BEGIN
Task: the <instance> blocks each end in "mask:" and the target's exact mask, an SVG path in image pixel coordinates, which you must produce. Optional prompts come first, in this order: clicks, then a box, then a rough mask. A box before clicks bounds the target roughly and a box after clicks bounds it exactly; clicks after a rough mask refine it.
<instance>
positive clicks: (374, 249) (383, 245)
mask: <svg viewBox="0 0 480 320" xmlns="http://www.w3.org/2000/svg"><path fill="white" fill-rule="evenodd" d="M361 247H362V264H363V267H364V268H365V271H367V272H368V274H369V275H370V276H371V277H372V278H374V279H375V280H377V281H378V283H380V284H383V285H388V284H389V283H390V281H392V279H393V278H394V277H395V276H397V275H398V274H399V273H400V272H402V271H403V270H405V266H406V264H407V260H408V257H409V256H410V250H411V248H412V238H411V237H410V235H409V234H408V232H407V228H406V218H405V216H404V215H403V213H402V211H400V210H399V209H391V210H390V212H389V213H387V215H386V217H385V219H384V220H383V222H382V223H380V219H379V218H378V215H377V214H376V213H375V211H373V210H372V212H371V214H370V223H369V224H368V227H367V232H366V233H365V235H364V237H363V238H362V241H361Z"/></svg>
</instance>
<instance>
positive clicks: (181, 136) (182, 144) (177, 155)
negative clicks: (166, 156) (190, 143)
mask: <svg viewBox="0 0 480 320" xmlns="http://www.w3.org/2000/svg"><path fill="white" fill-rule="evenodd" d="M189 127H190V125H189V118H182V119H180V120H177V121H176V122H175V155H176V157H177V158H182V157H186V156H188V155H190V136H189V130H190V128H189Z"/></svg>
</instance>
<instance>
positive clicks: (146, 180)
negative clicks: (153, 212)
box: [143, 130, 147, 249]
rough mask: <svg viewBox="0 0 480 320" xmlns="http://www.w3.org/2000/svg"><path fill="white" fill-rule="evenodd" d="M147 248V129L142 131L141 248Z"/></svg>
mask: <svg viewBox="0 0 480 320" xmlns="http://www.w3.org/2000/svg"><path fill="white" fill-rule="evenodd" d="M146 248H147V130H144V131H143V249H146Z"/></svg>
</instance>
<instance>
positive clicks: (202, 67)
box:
END
__Your instructions__.
Take the lines above from the first through the one containing "positive clicks: (181, 136)" and reproduce them exactly; include nothing else.

__Answer to this exercise__.
Task: the <instance> blocks each end in "mask:" and the target's exact mask, an SVG path in image pixel coordinates, which you must produce. Optional prompts come first, in this order: clicks, then a box, then a rough mask. A box before clicks bounds the target roughly and a box after clicks bounds it exactly; clicks after a rough mask refine it.
<instance>
positive clicks: (374, 249) (383, 245)
mask: <svg viewBox="0 0 480 320" xmlns="http://www.w3.org/2000/svg"><path fill="white" fill-rule="evenodd" d="M361 247H362V264H363V267H364V268H365V271H367V272H368V274H369V275H370V276H371V277H372V278H374V279H375V280H377V281H378V283H380V284H383V285H388V284H389V283H390V281H392V279H393V278H394V277H395V276H397V275H398V274H399V273H400V272H402V271H403V270H405V266H406V264H407V260H408V257H409V256H410V250H411V248H412V238H411V237H410V235H409V234H408V232H407V228H406V218H405V216H404V215H403V213H402V211H400V210H399V209H391V210H390V212H389V213H387V215H386V217H385V219H384V220H383V222H382V223H380V219H379V218H378V215H377V214H376V213H375V211H373V210H372V212H371V214H370V223H369V224H368V227H367V232H366V233H365V235H364V237H363V238H362V241H361Z"/></svg>
</instance>
<instance>
positive clicks: (181, 136) (182, 144) (177, 155)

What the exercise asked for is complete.